# [What you should do]
Exactly as written, retype all of the records that come next.

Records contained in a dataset
────────
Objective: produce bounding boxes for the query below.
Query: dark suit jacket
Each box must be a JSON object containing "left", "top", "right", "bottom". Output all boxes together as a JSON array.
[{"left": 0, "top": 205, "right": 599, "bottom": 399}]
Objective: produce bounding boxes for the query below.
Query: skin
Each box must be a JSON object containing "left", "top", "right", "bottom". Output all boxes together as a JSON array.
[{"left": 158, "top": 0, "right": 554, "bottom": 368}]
────────
# [Result for this exercise]
Objective: produce bounding boxes for the query below.
Query: dark suit jacket
Each box must be a JSON object containing "left", "top", "right", "bottom". Output all boxes together as a JSON array.
[{"left": 0, "top": 205, "right": 599, "bottom": 399}]
Objective: produce bounding boxes for the query below.
Query: skin
Each box must be a JSON object containing "left", "top", "right", "bottom". Output all boxes together as a JSON array.
[{"left": 158, "top": 0, "right": 554, "bottom": 368}]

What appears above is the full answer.